Copy each line of the entries below word for word, keeping every line in its original order.

● **Dataset entries about object locations**:
☆ ☆ ☆ ☆ ☆ ☆ ☆
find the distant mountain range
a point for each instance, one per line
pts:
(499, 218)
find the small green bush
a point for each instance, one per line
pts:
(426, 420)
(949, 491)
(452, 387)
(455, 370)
☆ ☆ ☆ ☆ ☆ ☆ ☆
● **Answer to the task**:
find the distant mountain range
a point for each instance, one per line
pts:
(499, 218)
find the small green bush
a point for each instance, one per line
pts:
(426, 420)
(949, 491)
(452, 387)
(455, 370)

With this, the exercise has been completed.